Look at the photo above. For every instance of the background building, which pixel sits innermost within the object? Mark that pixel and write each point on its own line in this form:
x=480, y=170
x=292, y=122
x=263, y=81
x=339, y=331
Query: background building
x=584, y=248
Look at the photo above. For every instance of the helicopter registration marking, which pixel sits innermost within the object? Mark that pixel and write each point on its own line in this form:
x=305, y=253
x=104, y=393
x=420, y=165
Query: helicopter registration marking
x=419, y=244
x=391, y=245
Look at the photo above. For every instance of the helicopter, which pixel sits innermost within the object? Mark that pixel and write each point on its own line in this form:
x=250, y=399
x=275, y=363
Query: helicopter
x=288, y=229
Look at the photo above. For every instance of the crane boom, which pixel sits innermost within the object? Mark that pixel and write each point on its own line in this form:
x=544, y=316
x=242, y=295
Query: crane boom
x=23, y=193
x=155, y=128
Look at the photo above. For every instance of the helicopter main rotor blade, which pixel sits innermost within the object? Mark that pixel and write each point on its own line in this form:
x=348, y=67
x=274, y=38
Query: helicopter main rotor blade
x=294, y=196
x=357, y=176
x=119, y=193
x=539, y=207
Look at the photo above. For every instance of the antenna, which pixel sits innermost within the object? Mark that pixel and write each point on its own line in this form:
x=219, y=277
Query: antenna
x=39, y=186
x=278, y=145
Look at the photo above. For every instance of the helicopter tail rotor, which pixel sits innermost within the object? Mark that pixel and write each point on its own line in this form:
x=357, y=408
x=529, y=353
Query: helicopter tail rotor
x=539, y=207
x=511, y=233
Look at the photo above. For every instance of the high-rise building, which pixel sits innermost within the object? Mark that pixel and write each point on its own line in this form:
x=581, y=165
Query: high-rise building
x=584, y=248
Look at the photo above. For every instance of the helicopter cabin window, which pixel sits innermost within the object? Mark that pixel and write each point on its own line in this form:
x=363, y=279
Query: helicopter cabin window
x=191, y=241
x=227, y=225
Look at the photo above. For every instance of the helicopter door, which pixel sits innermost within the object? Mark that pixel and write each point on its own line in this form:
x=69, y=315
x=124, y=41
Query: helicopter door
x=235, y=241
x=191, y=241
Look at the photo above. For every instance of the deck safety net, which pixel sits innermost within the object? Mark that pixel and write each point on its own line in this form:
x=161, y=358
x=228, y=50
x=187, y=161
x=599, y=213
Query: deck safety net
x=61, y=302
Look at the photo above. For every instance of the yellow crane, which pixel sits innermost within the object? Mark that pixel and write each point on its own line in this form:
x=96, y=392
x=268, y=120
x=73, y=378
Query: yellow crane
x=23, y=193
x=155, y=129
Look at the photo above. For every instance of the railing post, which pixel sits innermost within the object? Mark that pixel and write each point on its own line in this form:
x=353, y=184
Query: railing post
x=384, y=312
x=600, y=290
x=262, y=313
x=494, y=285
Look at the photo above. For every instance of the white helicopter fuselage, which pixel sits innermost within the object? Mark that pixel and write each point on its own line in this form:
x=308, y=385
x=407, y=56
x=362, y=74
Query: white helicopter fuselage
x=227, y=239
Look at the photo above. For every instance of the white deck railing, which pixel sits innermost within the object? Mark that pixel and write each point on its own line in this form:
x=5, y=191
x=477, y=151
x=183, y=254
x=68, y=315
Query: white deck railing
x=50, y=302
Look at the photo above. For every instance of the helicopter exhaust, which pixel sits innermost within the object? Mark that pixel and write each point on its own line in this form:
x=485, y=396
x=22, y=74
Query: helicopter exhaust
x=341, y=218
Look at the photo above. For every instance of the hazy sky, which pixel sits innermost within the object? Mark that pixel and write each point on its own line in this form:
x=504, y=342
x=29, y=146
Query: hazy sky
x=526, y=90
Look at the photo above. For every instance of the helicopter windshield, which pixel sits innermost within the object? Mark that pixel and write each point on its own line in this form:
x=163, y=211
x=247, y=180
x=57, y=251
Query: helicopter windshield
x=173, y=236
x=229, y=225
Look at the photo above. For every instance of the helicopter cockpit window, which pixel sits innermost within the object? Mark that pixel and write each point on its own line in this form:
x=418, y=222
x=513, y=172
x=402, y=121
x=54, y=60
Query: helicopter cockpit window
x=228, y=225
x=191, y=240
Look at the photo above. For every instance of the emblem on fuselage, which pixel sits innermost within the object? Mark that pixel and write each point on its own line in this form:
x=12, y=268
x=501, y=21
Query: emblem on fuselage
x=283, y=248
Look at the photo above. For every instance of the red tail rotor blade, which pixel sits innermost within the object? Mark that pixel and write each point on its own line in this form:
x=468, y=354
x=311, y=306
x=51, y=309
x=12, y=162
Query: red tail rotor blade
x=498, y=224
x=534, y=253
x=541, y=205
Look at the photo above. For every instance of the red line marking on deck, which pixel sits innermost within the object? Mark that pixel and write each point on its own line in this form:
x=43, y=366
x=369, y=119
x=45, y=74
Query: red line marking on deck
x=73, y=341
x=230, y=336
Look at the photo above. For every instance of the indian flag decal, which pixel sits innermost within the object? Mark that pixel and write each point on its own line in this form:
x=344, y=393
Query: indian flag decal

______

# [REQUIRED WORK]
Every entry must be set down again exactly as it reads.

# [TASK SOLUTION]
Look at the photo above. For every instance of the background building, which pixel sits innermost within the object? Mark that pixel and write each point on its own line in this form:
x=480, y=170
x=292, y=122
x=263, y=81
x=339, y=331
Query: background building
x=584, y=248
Look at the photo above. For every instance of the helicopter registration marking, which pixel sits innermost within the object? Mark that pixel and write each point on its own line in this form:
x=305, y=253
x=104, y=393
x=420, y=165
Query: helicopter registration marking
x=419, y=244
x=391, y=245
Look at the photo above. For every instance of the helicopter, which pixel sits innermost within the object? Mark that pixel and write each point on its own line in this form:
x=250, y=399
x=275, y=363
Query: helicopter
x=288, y=229
Look at the photo above. For every instance of the crane boom, which pixel sits innermost within the object? Mark that pixel and write each point on its own line in this form:
x=544, y=316
x=242, y=295
Query: crane boom
x=23, y=193
x=155, y=128
Look at the photo above. For every instance of the helicopter main rotor blade, which pixel sits innermost within the object? Mark that pixel and write each point on its own line in this form:
x=348, y=67
x=274, y=38
Query: helicopter main rotor blade
x=294, y=196
x=357, y=176
x=119, y=193
x=539, y=207
Look at the photo above. For every instance of the antenna, which pixel sits innermost within the object? Mark that pixel and write each point on its own line in this form:
x=219, y=277
Query: antenna
x=39, y=186
x=278, y=145
Look at the photo above. For every instance of the helicopter tail rotor, which pixel sits innermost within the object? Mark that pixel and write each point on its own line in this form:
x=357, y=408
x=529, y=353
Query: helicopter tail rotor
x=539, y=207
x=511, y=233
Look at the photo above. For every instance of the high-rise building, which pixel sits innermost within the object? Mark that pixel and write each point on its own line in this form:
x=581, y=165
Query: high-rise building
x=584, y=248
Look at the photo above. For every instance of the helicopter cabin window, which pixel sits innermost within the object? Mark that pixel and write each point on its own line in this form:
x=363, y=279
Query: helicopter cabin window
x=191, y=241
x=227, y=225
Look at the photo above. For every instance of the helicopter door, which pixel sits innermost within the object? Mark that pixel and write each point on its own line in this form:
x=69, y=315
x=124, y=41
Query: helicopter door
x=235, y=241
x=191, y=241
Look at the photo above. For every instance of the deck safety net, which pixel sits innermost within the object? Mark that pixel and write each point on its own line in this form:
x=161, y=358
x=228, y=50
x=187, y=161
x=599, y=213
Query: deck safety net
x=61, y=302
Look at the photo above. For every instance of the yellow crane, which pixel sits innermost within the object? Mark that pixel and write each point on its own line in this form:
x=96, y=392
x=268, y=120
x=73, y=378
Query: yellow crane
x=23, y=193
x=155, y=129
Look at the photo above. For every instance of the railing post, which pixel sits innermost within the object? Mark that pixel and write each point on its own line in this form:
x=353, y=184
Query: railing post
x=384, y=312
x=600, y=290
x=262, y=313
x=494, y=285
Look at the photo above. For every instance of the white helicopter fuselage, which pixel sits innermost within the object? Mark that pixel and write each point on its own line in this form:
x=308, y=385
x=407, y=56
x=362, y=74
Query: white helicopter fuselage
x=227, y=239
Look at the photo above. For every instance of the white deck railing, which pixel sits innermost within the object? Mark that pixel and write each point on its own line in this form:
x=5, y=191
x=477, y=151
x=183, y=254
x=68, y=315
Query: white deck railing
x=50, y=302
Look at the photo above. For every instance of the helicopter exhaust, which pixel sits innermost within the object? Mark that pixel and write each point on its own line in this form:
x=485, y=396
x=22, y=74
Query: helicopter exhaust
x=341, y=218
Look at the photo above. For every instance of the hazy sky, which pixel sits innermost within the object? Mark that pixel and write each point on its own line in this form:
x=504, y=342
x=29, y=146
Query: hazy sky
x=526, y=90
Look at the photo above. For every instance of the helicopter windshield, which pixel sits innermost within the object? Mark that pixel and write each point on its own line in this form:
x=163, y=211
x=247, y=180
x=57, y=251
Query: helicopter windshield
x=173, y=236
x=229, y=225
Look at the photo above. For every instance of the helicopter cockpit window, which pixel sits innermost within the object? Mark that pixel and write each point on its own line in this form:
x=418, y=222
x=513, y=172
x=402, y=121
x=54, y=60
Query: helicopter cockpit window
x=228, y=225
x=191, y=240
Look at the photo above. For every instance of the emblem on fuselage, which pixel sits innermost within the object? Mark that pixel and write each point on its own line in this form:
x=12, y=268
x=501, y=21
Query: emblem on fuselage
x=283, y=248
Look at the photo above. For every instance of the red tail rotor blade, which pixel sits innermost within the object? Mark that pixel and write each point on its own line in this form:
x=468, y=354
x=311, y=306
x=51, y=309
x=12, y=162
Query: red tail rotor blade
x=498, y=224
x=534, y=253
x=541, y=205
Look at the photo above. For every instance of the red line marking on deck, which pixel sits innermost within the object? Mark that pixel and write each point on its own line in this form:
x=43, y=366
x=369, y=119
x=45, y=74
Query: red line marking on deck
x=73, y=341
x=230, y=336
Look at the photo above. For every instance of the indian flag decal, which pixel sits innermost within the object? Mark that pixel and write each point on its own line in this form:
x=344, y=393
Query: indian flag decal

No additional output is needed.